■ **TASK INPUTS**:

=======

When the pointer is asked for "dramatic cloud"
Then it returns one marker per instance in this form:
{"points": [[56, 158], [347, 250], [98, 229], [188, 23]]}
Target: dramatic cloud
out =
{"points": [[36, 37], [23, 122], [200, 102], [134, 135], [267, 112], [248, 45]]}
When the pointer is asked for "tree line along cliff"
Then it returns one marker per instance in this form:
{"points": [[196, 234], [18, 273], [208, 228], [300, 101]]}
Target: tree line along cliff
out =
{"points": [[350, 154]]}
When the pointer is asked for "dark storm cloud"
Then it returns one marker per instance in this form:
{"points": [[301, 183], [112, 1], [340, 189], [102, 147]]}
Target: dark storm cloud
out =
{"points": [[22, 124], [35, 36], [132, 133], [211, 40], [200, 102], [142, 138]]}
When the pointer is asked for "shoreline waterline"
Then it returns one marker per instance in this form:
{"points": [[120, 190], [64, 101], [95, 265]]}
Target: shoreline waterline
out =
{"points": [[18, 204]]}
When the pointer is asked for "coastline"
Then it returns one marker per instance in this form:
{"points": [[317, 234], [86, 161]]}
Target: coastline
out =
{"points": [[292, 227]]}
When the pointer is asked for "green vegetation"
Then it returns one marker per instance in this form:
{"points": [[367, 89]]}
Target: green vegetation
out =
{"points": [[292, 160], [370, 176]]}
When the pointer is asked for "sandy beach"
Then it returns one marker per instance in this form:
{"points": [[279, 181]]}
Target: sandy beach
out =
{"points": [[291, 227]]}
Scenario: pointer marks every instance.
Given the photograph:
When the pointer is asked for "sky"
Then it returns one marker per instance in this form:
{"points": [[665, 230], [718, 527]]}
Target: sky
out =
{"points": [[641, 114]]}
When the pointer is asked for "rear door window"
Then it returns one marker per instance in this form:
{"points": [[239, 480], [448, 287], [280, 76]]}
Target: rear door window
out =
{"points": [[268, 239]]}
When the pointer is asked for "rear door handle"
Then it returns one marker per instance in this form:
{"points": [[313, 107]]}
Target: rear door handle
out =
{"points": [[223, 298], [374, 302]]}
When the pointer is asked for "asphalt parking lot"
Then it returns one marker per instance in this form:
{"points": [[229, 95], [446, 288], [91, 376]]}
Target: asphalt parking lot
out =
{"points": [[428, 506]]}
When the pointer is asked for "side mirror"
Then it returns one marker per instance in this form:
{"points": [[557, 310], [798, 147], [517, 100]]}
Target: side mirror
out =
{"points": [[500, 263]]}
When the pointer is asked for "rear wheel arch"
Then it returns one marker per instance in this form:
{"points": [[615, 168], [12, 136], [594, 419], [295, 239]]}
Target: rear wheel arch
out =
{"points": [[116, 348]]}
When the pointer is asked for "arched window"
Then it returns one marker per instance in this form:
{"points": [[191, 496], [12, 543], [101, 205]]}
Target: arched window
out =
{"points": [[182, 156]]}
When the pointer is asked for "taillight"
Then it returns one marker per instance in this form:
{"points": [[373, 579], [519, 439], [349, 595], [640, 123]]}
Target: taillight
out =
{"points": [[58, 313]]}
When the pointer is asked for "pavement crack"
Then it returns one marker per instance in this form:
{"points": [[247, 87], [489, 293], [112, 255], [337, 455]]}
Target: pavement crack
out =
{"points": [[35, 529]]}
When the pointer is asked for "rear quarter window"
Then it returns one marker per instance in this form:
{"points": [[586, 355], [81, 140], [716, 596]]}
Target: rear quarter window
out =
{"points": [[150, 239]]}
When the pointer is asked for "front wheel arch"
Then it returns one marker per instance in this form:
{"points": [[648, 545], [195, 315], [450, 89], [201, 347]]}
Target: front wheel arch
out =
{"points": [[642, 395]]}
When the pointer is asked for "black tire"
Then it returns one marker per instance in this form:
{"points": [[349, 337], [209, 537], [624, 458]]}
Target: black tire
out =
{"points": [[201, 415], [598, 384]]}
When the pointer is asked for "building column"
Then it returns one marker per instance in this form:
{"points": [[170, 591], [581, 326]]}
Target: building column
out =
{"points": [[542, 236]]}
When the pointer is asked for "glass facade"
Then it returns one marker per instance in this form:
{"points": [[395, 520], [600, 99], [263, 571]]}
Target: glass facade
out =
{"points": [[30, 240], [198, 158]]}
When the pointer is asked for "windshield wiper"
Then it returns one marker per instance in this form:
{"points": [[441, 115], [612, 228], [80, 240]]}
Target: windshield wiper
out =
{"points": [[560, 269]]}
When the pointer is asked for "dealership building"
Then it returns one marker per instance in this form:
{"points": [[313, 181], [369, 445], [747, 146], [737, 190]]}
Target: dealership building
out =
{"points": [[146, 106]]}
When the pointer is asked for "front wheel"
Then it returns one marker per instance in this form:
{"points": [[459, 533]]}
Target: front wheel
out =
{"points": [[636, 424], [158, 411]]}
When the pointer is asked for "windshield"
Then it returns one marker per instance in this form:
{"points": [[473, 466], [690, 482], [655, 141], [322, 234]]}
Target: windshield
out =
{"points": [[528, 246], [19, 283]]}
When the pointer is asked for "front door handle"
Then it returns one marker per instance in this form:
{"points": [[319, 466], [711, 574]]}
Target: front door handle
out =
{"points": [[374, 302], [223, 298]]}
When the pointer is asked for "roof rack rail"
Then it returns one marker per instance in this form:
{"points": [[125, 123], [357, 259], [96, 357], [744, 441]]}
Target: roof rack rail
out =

=======

■ **EXERCISE BRIEF**: Word for word, give back all the lines above.

■ **REPLY TO THE EXERCISE**:
When the pointer is asked for "dramatic cloud"
Then it returns one marker per instance in this form:
{"points": [[56, 158], [347, 250], [98, 229], [188, 23]]}
Target: dramatic cloud
out =
{"points": [[36, 37], [23, 122], [200, 102], [134, 135], [267, 112], [248, 45]]}
When the pointer is asked for "tree line along cliff"
Then it returns one marker per instance in this form:
{"points": [[196, 234], [18, 273], [208, 228], [300, 101]]}
Target: tree line along cliff
out =
{"points": [[350, 154]]}
When the pointer is asked for "dark storm cloud"
Then it returns one marker per instance in this form:
{"points": [[301, 183], [112, 1], [340, 189], [102, 147]]}
Target: dark storm cloud
out =
{"points": [[22, 124], [35, 36], [132, 133], [211, 40], [200, 102], [142, 138]]}
When the pointer is asked for "shoreline waterline"
Then it returns one marker per instance in this form:
{"points": [[120, 190], [64, 101], [95, 265]]}
Target: shoreline waterline
out =
{"points": [[18, 204]]}
When the pointer is asked for "coastline"
Then it returns one marker per instance in this form:
{"points": [[317, 234], [86, 161]]}
Target: coastline
out =
{"points": [[292, 227]]}
When the pointer is asked for "green vegetation"
Then it returns one marker per instance in this form:
{"points": [[367, 89]]}
Target: green vegetation
out =
{"points": [[292, 160], [370, 176]]}
When the pointer is asked for "sandy beach"
Then it returns one marker per instance in this form:
{"points": [[279, 181]]}
Target: sandy beach
out =
{"points": [[291, 227]]}
Scenario: pointer marks every instance.
Given the photograph:
When the pointer is asked for "sky"
Then it returns one marker per instance in this form:
{"points": [[665, 230], [718, 527]]}
Target: sky
out =
{"points": [[641, 114]]}
When the pointer is asked for "rear door window"
Then it returns one marker per instance in this form:
{"points": [[239, 480], [448, 287], [280, 76]]}
Target: rear door window
out =
{"points": [[268, 239]]}
When the pointer is asked for "rear door handle"
Then it returns one marker per instance in this form:
{"points": [[313, 107]]}
Target: rear door handle
out =
{"points": [[223, 298], [374, 302]]}
When the pointer is asked for "asphalt parking lot"
Then it returns one marker per instance in this form:
{"points": [[229, 95], [446, 288], [91, 376]]}
Target: asphalt parking lot
out =
{"points": [[428, 506]]}
When the pointer is asked for "side mirror"
Then it returns one marker per instance in this form:
{"points": [[557, 310], [798, 147], [517, 100]]}
Target: side mirror
out =
{"points": [[500, 263]]}
When the pointer is asked for "rear wheel arch"
Then it returns one marker per instance in this form:
{"points": [[615, 168], [12, 136], [594, 419], [295, 239]]}
Target: rear wheel arch
out =
{"points": [[116, 348]]}
When the pointer is asked for "arched window"
Then it returns one marker per instance in this form:
{"points": [[191, 496], [12, 543], [101, 205]]}
Target: arched window
out =
{"points": [[182, 156]]}
When the pointer is asked for "taillight"
Then it returns one marker per instance in this form:
{"points": [[373, 579], [519, 439], [349, 595], [640, 123]]}
Target: taillight
out =
{"points": [[58, 313]]}
When the pointer is asked for "pavement crack"
Then it returns one marker per instance in this form:
{"points": [[247, 87], [489, 293], [112, 255], [337, 455]]}
Target: pavement crack
out =
{"points": [[35, 529]]}
When the pointer is asked for "rear quarter window"
Then it returns one marker per instance in this form:
{"points": [[586, 355], [81, 140], [716, 596]]}
Target: rear quarter window
out =
{"points": [[150, 239]]}
When the pointer is asked for "front wheel arch"
Then it returns one marker per instance in this form:
{"points": [[648, 545], [195, 315], [450, 89], [201, 347]]}
Target: front wheel arch
out =
{"points": [[642, 395]]}
When the pointer is asked for "black tire"
Then it returns one marker per instance in this form:
{"points": [[349, 337], [209, 537], [624, 458]]}
Target: black tire
out =
{"points": [[201, 415], [598, 384]]}
When the pointer is asked for "building column"
Then it returns one marker per instance in this form:
{"points": [[170, 591], [581, 326]]}
Target: building column
out =
{"points": [[542, 236]]}
When the pointer is asked for "glass facade"
Then it returns one marker per instance in this form:
{"points": [[395, 520], [600, 99], [263, 571]]}
Target: glass facade
out =
{"points": [[30, 240], [198, 158]]}
When the pointer is asked for "windshield wiper"
Then it returns one marker per instance in this form:
{"points": [[441, 115], [612, 228], [80, 240]]}
Target: windshield wiper
out =
{"points": [[560, 269]]}
When the pointer is asked for "dealership building"
Then it returns one marker per instance in this form:
{"points": [[313, 181], [369, 445], [747, 146], [737, 190]]}
Target: dealership building
out =
{"points": [[146, 106]]}
When the pointer is asked for "front wheel"
Then it returns one marker per instance in this form:
{"points": [[459, 533]]}
Target: front wheel
out =
{"points": [[636, 424], [158, 411]]}
When the pointer is asked for "windshield"
Then it returns one marker per instance in this form:
{"points": [[473, 466], [690, 482], [655, 141], [322, 234]]}
Target: windshield
out =
{"points": [[528, 246], [19, 283]]}
When the pointer is asked for "front door handle"
Then it returns one marker per instance in this form:
{"points": [[319, 466], [711, 574]]}
Target: front door handle
out =
{"points": [[374, 302], [223, 298]]}
When the pointer is asked for "roof rack rail"
Then it returns one marker per instance in this form:
{"points": [[125, 123], [357, 259], [96, 357], [744, 441]]}
Target: roof rack rail
out =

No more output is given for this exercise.